Dataset excerpts
══════════════════════════════

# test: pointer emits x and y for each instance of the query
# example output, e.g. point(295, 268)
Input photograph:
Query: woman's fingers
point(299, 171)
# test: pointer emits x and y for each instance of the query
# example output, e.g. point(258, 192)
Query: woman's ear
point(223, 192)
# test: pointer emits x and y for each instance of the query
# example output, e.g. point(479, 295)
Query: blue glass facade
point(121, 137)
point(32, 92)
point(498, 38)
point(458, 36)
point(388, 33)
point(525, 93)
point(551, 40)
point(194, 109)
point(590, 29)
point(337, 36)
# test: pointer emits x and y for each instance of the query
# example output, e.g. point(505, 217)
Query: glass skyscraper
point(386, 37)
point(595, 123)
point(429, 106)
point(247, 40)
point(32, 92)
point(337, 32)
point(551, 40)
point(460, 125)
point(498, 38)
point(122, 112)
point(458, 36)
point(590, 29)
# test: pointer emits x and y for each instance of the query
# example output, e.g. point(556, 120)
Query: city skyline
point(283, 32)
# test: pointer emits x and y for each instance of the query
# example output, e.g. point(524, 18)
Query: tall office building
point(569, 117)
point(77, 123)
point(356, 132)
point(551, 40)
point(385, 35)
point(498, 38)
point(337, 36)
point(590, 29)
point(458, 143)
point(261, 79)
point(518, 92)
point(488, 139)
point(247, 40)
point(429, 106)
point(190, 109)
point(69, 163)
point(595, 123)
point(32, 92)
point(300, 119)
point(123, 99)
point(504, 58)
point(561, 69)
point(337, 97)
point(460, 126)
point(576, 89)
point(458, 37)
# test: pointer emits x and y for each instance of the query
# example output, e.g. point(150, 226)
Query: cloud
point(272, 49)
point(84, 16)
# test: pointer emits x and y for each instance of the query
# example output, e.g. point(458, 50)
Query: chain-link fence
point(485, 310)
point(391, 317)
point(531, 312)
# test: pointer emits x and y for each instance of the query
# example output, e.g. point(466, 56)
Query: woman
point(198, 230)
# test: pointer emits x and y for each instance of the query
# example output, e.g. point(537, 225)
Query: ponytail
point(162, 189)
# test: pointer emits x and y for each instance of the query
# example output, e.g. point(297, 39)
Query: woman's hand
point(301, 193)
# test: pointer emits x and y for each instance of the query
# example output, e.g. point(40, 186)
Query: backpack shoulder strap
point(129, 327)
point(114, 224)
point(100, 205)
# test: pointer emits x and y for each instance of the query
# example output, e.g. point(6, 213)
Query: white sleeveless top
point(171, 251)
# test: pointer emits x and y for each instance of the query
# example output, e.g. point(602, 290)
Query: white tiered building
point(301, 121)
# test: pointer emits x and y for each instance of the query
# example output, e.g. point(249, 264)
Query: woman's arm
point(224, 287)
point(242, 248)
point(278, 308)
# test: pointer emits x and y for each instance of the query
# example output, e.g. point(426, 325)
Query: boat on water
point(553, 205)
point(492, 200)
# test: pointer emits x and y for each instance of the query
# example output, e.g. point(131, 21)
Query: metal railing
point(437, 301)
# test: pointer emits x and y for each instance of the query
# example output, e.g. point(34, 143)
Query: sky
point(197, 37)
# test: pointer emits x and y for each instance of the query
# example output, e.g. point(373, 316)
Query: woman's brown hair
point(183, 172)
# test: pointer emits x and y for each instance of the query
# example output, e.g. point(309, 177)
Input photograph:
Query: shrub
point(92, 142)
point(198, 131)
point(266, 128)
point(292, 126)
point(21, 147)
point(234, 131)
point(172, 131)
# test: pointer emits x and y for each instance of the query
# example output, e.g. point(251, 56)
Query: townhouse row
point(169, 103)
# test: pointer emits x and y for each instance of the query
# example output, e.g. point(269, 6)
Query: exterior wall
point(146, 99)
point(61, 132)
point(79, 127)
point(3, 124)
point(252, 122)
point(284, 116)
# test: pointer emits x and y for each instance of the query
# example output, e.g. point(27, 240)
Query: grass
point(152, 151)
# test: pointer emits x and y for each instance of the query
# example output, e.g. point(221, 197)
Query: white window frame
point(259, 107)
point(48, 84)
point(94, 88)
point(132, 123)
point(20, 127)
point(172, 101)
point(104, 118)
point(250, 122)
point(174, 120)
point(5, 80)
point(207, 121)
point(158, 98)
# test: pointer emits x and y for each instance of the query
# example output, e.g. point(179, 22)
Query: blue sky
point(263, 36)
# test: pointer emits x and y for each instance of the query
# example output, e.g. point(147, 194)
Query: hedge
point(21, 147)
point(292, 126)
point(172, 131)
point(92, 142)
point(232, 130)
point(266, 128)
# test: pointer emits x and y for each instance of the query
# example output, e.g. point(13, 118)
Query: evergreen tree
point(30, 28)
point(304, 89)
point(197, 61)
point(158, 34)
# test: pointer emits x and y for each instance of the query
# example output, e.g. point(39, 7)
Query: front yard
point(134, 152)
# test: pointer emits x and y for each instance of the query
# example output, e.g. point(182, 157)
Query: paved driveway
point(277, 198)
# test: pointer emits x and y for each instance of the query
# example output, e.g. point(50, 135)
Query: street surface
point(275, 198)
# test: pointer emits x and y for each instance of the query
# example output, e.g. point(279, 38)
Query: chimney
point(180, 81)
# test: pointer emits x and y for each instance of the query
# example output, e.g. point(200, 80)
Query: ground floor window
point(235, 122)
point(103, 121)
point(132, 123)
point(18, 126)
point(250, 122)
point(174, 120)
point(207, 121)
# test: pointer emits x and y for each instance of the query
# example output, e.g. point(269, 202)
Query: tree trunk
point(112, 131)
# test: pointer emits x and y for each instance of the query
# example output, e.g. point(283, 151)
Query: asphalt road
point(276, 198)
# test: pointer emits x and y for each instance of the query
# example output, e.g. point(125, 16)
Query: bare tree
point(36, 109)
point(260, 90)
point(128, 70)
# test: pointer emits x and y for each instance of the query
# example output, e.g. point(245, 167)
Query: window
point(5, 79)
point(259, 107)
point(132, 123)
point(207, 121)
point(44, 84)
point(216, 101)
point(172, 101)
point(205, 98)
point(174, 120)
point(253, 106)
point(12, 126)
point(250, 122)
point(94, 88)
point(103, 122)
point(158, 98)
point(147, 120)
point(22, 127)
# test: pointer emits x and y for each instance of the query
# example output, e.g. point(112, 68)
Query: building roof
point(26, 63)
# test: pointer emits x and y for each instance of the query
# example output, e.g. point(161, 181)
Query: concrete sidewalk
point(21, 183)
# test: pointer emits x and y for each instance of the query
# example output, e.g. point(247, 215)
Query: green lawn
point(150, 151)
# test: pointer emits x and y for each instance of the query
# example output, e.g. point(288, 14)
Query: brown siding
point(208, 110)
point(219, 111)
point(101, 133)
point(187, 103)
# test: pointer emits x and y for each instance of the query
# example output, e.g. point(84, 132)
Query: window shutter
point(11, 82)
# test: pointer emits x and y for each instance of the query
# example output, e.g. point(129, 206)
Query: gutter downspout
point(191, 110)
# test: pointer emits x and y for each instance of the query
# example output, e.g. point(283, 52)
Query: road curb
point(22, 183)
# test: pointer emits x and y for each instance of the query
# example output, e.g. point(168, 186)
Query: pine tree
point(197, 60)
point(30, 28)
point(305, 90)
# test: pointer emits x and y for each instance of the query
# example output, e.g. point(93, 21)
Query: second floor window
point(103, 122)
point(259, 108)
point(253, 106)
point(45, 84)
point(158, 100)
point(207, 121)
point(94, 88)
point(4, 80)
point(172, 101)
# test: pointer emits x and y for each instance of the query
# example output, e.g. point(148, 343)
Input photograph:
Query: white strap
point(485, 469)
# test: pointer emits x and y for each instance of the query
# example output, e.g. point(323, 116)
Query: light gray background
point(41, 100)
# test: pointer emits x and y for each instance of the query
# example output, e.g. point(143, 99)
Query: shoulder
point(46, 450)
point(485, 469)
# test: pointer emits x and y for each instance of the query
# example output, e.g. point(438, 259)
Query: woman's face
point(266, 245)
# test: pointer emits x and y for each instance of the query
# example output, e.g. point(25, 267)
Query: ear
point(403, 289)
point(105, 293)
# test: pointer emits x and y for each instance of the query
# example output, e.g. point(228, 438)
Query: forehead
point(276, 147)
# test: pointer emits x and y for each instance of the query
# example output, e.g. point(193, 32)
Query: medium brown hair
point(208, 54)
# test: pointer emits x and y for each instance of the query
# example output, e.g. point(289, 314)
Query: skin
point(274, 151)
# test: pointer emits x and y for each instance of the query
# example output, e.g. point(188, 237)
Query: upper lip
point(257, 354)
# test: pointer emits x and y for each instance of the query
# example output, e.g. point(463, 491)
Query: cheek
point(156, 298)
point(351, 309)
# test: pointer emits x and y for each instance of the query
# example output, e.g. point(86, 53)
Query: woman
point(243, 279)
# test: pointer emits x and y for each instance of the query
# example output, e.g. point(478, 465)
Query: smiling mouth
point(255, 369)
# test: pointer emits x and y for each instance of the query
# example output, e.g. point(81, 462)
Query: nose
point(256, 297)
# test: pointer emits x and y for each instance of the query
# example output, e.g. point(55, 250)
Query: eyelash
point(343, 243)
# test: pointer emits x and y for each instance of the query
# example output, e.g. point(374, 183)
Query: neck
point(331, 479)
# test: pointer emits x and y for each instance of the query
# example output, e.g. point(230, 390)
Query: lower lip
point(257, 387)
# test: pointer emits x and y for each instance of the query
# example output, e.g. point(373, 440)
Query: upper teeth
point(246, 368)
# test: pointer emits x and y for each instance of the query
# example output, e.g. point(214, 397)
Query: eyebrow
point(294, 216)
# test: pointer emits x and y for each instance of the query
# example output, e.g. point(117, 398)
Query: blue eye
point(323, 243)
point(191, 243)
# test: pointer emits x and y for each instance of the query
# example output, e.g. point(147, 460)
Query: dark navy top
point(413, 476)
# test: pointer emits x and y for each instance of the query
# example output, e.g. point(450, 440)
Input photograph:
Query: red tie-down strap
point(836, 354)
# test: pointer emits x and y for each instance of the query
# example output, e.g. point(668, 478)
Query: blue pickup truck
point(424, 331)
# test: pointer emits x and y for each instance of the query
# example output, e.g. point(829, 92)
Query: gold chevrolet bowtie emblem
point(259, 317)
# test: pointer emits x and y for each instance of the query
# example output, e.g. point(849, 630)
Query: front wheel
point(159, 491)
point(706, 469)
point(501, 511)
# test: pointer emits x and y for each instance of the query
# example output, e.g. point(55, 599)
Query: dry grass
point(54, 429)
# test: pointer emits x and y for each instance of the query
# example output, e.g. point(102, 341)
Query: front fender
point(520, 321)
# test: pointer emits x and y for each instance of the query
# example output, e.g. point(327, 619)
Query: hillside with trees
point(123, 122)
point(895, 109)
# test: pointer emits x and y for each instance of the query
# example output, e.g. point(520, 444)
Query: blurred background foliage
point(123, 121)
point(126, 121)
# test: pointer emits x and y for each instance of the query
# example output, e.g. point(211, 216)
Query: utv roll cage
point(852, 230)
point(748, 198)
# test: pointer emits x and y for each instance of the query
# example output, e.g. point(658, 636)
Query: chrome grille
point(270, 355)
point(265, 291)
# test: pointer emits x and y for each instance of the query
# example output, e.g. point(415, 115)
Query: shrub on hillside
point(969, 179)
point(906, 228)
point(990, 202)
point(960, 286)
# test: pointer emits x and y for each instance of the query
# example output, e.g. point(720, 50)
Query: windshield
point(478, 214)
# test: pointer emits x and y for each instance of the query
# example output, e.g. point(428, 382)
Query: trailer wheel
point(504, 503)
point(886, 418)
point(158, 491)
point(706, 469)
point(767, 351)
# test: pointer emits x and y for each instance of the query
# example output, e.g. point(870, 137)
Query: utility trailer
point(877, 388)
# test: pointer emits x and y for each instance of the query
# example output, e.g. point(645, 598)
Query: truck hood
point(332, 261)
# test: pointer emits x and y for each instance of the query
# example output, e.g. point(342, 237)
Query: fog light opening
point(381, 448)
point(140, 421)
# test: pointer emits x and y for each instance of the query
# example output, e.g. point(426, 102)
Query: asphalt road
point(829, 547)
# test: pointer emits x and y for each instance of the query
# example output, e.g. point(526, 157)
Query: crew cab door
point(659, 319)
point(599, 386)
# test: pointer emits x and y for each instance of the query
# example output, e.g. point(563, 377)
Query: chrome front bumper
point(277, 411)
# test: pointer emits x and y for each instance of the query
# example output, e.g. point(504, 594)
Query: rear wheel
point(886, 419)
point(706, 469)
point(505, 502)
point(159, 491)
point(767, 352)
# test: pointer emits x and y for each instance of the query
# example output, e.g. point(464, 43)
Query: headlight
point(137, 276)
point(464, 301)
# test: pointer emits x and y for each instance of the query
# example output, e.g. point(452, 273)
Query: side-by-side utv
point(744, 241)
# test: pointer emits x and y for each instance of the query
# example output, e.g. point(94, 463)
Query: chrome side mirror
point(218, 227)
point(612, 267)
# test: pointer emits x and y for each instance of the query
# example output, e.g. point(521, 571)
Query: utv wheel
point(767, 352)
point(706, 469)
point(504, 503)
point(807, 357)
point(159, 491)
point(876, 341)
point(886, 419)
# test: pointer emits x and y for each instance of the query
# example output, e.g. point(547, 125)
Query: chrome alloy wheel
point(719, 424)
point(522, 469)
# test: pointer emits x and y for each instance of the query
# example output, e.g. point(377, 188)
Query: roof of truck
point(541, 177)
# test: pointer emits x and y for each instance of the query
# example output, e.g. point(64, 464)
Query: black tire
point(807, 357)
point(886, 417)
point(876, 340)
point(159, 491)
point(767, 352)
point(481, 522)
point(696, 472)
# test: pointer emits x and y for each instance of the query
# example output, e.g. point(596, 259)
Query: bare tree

══════════════════════════════

# What the task requires:
The stretch of entries above that starts with the line containing "Query: dry grass" and goes on through the line containing "# example output, e.g. point(658, 636)" is to be transcribed exactly, and no other line is to be transcribed.

# Reply to the task:
Query: dry grass
point(54, 429)
# test: pointer emits x and y for each instance of the query
# example output, e.g. point(102, 341)
Query: front fender
point(520, 321)
# test: pointer emits x and y for each instance of the query
# example output, e.g. point(327, 619)
Query: hillside with trees
point(123, 122)
point(895, 109)
# test: pointer emits x and y for each instance of the query
# example output, e.g. point(520, 444)
Query: blurred background foliage
point(123, 121)
point(126, 121)
# test: pointer emits x and y for each instance of the query
# example output, e.g. point(211, 216)
Query: utv roll cage
point(852, 230)
point(748, 198)
# test: pointer emits x and y for each instance of the query
# example output, e.g. point(658, 636)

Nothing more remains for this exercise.